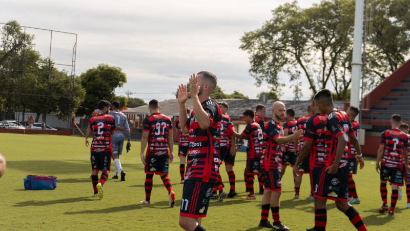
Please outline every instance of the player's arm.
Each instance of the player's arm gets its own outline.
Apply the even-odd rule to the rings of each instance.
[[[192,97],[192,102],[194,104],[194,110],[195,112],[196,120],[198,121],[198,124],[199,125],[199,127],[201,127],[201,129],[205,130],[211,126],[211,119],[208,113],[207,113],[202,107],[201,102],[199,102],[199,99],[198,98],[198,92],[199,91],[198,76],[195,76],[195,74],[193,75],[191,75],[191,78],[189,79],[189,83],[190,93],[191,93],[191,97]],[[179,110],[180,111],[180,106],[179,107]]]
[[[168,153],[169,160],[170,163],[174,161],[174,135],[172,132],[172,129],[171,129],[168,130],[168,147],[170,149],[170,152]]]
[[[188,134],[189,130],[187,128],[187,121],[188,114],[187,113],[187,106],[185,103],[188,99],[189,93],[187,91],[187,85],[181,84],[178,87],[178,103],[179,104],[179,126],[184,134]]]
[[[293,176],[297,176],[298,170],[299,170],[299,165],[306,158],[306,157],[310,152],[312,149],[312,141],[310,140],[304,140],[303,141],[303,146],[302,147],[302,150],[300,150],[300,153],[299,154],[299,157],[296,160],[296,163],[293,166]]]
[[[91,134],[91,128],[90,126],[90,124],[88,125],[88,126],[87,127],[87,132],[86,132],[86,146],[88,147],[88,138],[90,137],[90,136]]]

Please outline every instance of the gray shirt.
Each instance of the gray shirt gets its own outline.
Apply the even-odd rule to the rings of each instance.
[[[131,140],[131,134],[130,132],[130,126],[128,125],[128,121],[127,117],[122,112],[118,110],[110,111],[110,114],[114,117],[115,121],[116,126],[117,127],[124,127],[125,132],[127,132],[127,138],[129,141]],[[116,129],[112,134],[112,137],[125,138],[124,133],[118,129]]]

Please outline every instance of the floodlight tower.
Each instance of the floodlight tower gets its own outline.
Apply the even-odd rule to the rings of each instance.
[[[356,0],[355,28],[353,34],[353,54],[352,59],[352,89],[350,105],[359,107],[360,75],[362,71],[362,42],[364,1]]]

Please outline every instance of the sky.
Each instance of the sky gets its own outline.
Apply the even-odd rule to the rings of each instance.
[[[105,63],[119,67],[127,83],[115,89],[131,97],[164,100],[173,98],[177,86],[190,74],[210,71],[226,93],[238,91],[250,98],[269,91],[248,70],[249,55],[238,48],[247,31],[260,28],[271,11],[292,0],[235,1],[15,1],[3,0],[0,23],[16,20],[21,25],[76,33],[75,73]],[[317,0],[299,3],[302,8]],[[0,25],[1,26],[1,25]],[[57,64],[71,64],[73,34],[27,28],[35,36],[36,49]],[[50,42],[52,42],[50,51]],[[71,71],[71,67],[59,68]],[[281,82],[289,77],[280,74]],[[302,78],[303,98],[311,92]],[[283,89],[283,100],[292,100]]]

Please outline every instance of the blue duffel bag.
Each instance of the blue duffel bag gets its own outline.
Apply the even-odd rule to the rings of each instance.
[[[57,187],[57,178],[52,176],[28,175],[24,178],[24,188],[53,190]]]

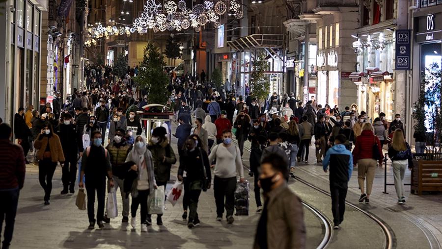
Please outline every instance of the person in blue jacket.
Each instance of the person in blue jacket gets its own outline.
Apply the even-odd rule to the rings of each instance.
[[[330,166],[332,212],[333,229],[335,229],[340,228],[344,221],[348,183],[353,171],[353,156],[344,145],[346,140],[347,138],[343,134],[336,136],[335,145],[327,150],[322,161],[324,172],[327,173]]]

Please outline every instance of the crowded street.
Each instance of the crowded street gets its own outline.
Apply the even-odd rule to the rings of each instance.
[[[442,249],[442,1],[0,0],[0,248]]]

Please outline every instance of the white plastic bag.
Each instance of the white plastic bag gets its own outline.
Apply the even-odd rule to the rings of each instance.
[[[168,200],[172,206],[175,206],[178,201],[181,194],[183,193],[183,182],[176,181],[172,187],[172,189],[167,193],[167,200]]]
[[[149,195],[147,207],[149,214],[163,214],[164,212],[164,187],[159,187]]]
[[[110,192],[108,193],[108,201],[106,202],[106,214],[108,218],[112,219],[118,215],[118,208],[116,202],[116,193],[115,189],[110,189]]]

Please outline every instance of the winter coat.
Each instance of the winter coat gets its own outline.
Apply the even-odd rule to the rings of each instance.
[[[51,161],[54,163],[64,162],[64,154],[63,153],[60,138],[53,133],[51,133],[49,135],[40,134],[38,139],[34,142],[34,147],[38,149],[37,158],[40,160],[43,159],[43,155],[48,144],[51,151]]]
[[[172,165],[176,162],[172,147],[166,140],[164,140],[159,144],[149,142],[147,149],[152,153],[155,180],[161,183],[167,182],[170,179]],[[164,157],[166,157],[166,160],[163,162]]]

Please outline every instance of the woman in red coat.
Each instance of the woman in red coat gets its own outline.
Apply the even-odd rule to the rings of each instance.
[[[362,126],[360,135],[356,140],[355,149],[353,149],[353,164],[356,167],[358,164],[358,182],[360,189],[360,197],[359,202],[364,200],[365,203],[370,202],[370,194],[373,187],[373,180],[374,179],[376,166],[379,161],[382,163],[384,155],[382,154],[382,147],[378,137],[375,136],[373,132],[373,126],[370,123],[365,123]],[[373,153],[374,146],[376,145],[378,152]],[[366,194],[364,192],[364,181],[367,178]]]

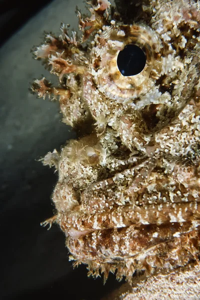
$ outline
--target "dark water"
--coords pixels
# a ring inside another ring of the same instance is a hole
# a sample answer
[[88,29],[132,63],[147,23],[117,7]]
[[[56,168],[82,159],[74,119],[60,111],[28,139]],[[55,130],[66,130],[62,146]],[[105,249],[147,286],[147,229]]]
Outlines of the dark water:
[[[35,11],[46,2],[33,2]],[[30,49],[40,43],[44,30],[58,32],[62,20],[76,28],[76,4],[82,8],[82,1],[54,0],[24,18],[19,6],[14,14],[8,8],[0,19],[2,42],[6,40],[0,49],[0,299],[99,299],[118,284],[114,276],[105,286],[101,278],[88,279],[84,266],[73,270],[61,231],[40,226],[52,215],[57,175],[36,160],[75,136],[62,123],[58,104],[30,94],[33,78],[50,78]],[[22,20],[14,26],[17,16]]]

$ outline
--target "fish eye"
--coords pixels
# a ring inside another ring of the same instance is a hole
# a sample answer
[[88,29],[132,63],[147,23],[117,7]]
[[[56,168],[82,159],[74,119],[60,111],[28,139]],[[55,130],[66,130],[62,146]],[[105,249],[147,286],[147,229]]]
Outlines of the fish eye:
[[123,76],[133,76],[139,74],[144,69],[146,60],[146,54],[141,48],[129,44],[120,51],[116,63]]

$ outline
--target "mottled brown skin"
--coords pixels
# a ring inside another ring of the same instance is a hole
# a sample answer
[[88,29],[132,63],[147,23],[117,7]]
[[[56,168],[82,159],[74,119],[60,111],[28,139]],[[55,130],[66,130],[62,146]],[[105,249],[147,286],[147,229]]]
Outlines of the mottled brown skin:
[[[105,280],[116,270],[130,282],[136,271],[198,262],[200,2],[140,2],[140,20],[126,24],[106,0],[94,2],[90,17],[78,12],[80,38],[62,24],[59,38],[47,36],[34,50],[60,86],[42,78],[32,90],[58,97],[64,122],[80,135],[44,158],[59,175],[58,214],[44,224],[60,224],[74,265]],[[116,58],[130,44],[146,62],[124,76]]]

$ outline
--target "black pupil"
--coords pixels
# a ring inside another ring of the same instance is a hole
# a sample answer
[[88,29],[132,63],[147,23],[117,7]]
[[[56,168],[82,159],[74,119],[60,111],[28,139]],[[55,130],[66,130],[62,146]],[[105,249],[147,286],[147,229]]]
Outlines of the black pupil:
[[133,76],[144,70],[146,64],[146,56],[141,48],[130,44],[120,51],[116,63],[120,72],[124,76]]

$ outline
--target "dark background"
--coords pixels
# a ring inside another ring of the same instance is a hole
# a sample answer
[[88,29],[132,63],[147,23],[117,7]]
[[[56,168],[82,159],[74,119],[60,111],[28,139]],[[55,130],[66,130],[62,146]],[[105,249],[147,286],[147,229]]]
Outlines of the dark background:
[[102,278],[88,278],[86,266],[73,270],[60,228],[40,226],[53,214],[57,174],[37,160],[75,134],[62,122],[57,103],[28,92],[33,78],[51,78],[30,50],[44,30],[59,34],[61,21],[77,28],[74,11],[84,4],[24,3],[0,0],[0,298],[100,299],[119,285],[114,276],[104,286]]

----------

Reproduce verbatim every line from the one containing "Please outline every instance of the person" down to the one containing "[[[442,249],[442,1],[0,0],[0,248]]]", inclusive of both.

Correct result
Please outline every instance of the person in blue jacket.
Each instance of the person in blue jacket gets its own outline.
Apply the even-odd rule to the rings of each instance.
[[[330,166],[332,212],[333,229],[335,229],[340,228],[344,221],[348,183],[353,171],[353,156],[344,145],[346,140],[347,138],[343,134],[336,136],[335,145],[327,150],[322,161],[324,172],[327,173]]]

Please outline every instance of the crowded street.
Each instance of the crowded street gets its own outline.
Apply the even-odd rule to the rings of each instance.
[[[442,249],[442,1],[0,0],[0,248]]]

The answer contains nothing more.